WHAT IS EXPECTED >> Count the lines in the material that contain the string "instance", treating uppercase and lowercase as different, and give only the number.

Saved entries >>

--------------------

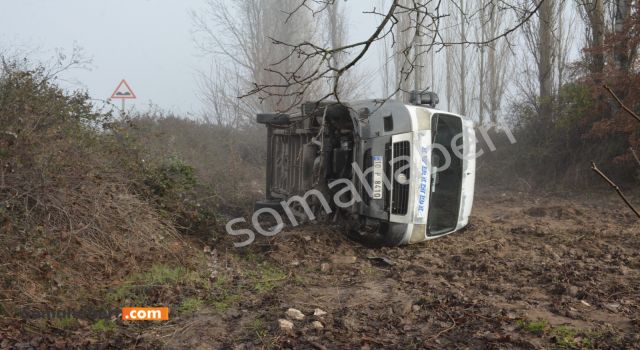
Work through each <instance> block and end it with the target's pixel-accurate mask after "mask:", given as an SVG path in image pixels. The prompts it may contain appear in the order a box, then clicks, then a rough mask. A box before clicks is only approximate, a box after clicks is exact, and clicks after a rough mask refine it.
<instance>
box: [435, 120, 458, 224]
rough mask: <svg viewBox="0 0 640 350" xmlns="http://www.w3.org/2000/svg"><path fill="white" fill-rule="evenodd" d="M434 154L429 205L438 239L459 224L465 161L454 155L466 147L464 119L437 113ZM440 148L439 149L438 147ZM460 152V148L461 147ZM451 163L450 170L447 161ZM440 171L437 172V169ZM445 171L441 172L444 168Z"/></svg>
mask: <svg viewBox="0 0 640 350" xmlns="http://www.w3.org/2000/svg"><path fill="white" fill-rule="evenodd" d="M431 125H432V139H433V143H434V147H433V153H432V169H434V171H432V175H431V199H430V202H429V219H428V232H427V233H428V235H429V236H438V235H442V234H446V233H449V232H451V231H453V230H455V228H456V226H457V224H458V212H459V208H460V194H461V191H462V159H460V158H459V157H457V156H456V155H455V153H454V152H453V147H452V140H453V139H454V138H455V139H456V142H457V144H456V145H455V146H456V147H460V146H461V145H462V142H463V141H462V139H463V138H462V137H457V138H456V135H459V134H460V133H462V120H461V119H460V118H459V117H456V116H452V115H447V114H435V115H434V116H433V118H432V121H431ZM436 144H437V145H440V146H435V145H436ZM458 149H459V148H458ZM449 159H450V161H451V162H450V164H449V166H448V167H447V166H446V165H447V162H448V160H449ZM436 168H438V170H437V171H436V170H435V169H436ZM440 168H441V169H440Z"/></svg>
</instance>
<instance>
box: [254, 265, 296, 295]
mask: <svg viewBox="0 0 640 350" xmlns="http://www.w3.org/2000/svg"><path fill="white" fill-rule="evenodd" d="M245 277H247V280H248V287H249V288H250V289H251V290H253V291H255V292H258V293H267V292H270V291H272V290H273V289H274V288H276V287H277V285H278V282H281V281H284V280H286V279H287V277H288V275H287V273H286V272H284V271H283V270H282V269H280V268H278V267H275V266H272V265H270V264H268V263H264V262H263V263H261V264H259V265H256V267H255V269H254V270H250V271H248V272H247V273H246V274H245Z"/></svg>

--------------------

OUTPUT OF THE TASK >> 4